== DATA FOR ANALYSIS ==

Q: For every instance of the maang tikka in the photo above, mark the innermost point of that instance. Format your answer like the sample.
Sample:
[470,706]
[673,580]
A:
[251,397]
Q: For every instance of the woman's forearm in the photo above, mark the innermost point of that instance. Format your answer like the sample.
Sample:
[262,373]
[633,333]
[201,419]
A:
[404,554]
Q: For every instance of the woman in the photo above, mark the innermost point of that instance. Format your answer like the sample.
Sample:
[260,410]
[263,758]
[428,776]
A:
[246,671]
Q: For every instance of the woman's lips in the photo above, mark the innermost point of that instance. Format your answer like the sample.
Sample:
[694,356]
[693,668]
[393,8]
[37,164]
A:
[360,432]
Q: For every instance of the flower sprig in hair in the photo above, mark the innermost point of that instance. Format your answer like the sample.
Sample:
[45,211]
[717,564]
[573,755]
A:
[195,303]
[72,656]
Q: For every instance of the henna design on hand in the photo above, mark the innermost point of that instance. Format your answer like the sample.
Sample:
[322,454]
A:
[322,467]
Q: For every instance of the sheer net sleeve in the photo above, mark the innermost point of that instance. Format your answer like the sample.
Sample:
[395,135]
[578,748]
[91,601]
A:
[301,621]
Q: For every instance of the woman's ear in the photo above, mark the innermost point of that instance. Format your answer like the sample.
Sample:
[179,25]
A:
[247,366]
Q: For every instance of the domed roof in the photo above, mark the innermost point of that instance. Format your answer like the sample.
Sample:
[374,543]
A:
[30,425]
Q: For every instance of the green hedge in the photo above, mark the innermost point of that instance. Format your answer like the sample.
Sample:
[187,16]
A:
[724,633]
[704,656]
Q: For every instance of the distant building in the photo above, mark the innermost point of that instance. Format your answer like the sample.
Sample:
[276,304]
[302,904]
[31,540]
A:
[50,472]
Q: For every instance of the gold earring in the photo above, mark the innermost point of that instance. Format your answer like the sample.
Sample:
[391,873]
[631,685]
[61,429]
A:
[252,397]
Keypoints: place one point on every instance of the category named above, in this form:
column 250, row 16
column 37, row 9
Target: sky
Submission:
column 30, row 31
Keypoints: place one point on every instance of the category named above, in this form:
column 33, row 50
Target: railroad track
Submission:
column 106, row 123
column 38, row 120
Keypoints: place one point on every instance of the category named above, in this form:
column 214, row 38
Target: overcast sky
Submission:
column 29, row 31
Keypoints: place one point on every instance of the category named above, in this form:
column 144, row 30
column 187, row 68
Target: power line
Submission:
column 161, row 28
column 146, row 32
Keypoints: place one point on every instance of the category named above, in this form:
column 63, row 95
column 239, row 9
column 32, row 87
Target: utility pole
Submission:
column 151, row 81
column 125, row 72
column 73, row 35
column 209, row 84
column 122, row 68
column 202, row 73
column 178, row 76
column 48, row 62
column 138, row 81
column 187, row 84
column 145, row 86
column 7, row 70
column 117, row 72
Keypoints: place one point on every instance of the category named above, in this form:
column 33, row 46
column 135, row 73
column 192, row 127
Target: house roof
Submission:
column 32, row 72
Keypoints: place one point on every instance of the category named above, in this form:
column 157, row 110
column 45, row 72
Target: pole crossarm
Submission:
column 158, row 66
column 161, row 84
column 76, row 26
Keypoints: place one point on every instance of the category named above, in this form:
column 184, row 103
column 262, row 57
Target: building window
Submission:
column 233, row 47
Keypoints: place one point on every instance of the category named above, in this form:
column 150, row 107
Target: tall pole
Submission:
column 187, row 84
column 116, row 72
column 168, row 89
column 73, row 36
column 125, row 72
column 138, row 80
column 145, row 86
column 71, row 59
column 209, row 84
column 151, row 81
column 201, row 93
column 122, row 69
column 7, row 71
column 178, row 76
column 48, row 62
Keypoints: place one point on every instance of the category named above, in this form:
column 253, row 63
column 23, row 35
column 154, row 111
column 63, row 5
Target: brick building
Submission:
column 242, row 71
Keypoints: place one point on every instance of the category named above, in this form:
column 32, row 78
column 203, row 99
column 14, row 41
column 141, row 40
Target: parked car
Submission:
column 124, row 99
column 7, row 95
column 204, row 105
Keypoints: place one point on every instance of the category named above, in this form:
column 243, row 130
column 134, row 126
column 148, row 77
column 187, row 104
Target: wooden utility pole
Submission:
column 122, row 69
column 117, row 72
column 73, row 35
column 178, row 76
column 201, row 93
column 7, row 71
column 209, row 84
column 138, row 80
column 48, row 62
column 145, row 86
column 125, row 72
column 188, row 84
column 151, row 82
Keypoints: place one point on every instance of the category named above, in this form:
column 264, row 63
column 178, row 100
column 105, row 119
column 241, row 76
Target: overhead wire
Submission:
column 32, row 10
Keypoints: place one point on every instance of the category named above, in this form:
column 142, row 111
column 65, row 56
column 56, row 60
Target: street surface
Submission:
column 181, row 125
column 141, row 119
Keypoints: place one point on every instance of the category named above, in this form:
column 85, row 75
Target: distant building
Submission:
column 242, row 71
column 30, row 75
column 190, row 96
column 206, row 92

== PROBLEM TO SOLVE ==
The answer must be the same records, repeated exactly and in full.

== SOLUTION TO THIS TASK ==
Q: For every instance of the maang tikka in the photo above, mark the innermost point of that instance. Format your answer like the sample.
Sample:
[470,706]
[673,580]
A:
[251,397]
Q: For every instance of the woman's forearm in the photo above, mark the innermost point of that instance. Format your answer like the sample.
Sample:
[262,373]
[633,333]
[201,419]
A:
[404,554]
Q: For every instance of the woman in the photo above, mark the innermost point of that instance. Format your answer like the sample.
Sample:
[260,410]
[263,758]
[428,776]
A:
[246,671]
Q: For every instance of the woman's lips in the photo above, mark the innermost point of that instance. Format your answer like the sample.
Sample:
[694,356]
[693,668]
[393,8]
[37,164]
A:
[360,432]
Q: For every instance of the flower sprig in hair in the photo above, mark the innermost point of that instance. Format your answer like the sample.
Sample:
[45,211]
[717,564]
[573,755]
A:
[195,303]
[72,656]
Q: For every instance of the henna design on hand in the photo above, mark the innermost point of that instance. Format your answer like the sample.
Sample:
[322,454]
A:
[322,467]
Q: For every instance of the sheer net sleeve in the photo above, mark the innermost point of that instance. Format your answer like the sample.
Sample:
[395,135]
[578,748]
[91,601]
A:
[301,621]
Q: For every instance of the woman's ear in the photo above, mark the innermost point of that instance. Format your answer like the sample.
Sample:
[179,25]
A:
[247,366]
Q: For every instance of the domed roof in the photo above, mark the innermost point of that instance. Format your answer like the sample.
Sample:
[374,543]
A:
[30,425]
Q: For every instance of the green hedge in the photo above, mark the innermost point of that instance. Format your answer like the sample.
Sample:
[187,16]
A:
[724,633]
[704,656]
Q: For every instance of the distant building in the photo above, mark the innermost point of that instance. Format your answer like the sample.
Sample:
[276,304]
[302,904]
[31,540]
A:
[50,472]
Q: For every instance of the gold earring in the photo above, mark the innermost point of that instance. Format your answer like the sample.
Sample:
[391,873]
[631,685]
[61,429]
A:
[252,397]
Keypoints: place one point on every instance of the category named above, in this form:
column 250, row 16
column 37, row 9
Target: sky
Submission:
column 30, row 31
Keypoints: place one point on every instance of the category named above, in this form:
column 33, row 50
Target: railroad track
Submission:
column 106, row 123
column 38, row 120
Keypoints: place one point on every instance of the category named above, in this form:
column 214, row 38
Target: overcast sky
Submission:
column 29, row 31
Keypoints: place one point on every instance of the category named above, in this form:
column 144, row 30
column 187, row 68
Target: power line
Submission:
column 161, row 28
column 146, row 32
Keypoints: place one point on every instance of the category named above, in this form:
column 63, row 95
column 239, row 9
column 32, row 87
Target: utility pole
Submission:
column 151, row 81
column 125, row 72
column 73, row 35
column 209, row 84
column 122, row 68
column 202, row 73
column 178, row 76
column 48, row 62
column 138, row 81
column 187, row 84
column 145, row 86
column 7, row 70
column 117, row 72
Keypoints: place one point on every instance of the category named above, in this form:
column 33, row 46
column 135, row 73
column 192, row 127
Target: house roof
Submission:
column 32, row 72
Keypoints: place one point on every instance of the category named above, in this form:
column 157, row 110
column 45, row 72
Target: pole crossarm
Submission:
column 158, row 66
column 161, row 84
column 76, row 26
Keypoints: place one point on every instance of the category named above, in this form:
column 184, row 103
column 262, row 57
Target: building window
Submission:
column 233, row 47
Keypoints: place one point on every instance of the category named above, in this form:
column 150, row 107
Target: tall pole
Submission:
column 187, row 84
column 116, row 72
column 168, row 89
column 73, row 36
column 125, row 72
column 138, row 80
column 145, row 86
column 71, row 59
column 209, row 84
column 151, row 81
column 201, row 93
column 122, row 69
column 7, row 71
column 178, row 76
column 48, row 62
Keypoints: place one point on every instance of the category named above, in this form:
column 253, row 63
column 23, row 35
column 154, row 111
column 63, row 5
Target: brick building
Submission:
column 242, row 71
Keypoints: place one point on every instance of the category named above, in this form:
column 32, row 78
column 203, row 99
column 14, row 41
column 141, row 40
Target: parked car
Submission:
column 124, row 99
column 7, row 95
column 204, row 105
Keypoints: place one point on every instance of the category named above, in this form:
column 243, row 130
column 134, row 126
column 148, row 77
column 187, row 104
Target: wooden utility pole
Submission:
column 122, row 69
column 117, row 72
column 73, row 35
column 178, row 76
column 201, row 93
column 7, row 71
column 209, row 84
column 138, row 80
column 48, row 62
column 145, row 86
column 125, row 72
column 188, row 84
column 151, row 82
Keypoints: place one point on every instance of the category named above, in this form:
column 264, row 63
column 178, row 100
column 105, row 119
column 241, row 76
Target: overhead wire
Submission:
column 32, row 10
Keypoints: place one point on every instance of the category named above, in this form:
column 142, row 111
column 65, row 56
column 56, row 60
Target: street surface
Submission:
column 181, row 125
column 141, row 119
Keypoints: place one point on every instance of the category named above, in this form:
column 85, row 75
Target: distant building
Submission:
column 242, row 71
column 30, row 75
column 190, row 96
column 206, row 92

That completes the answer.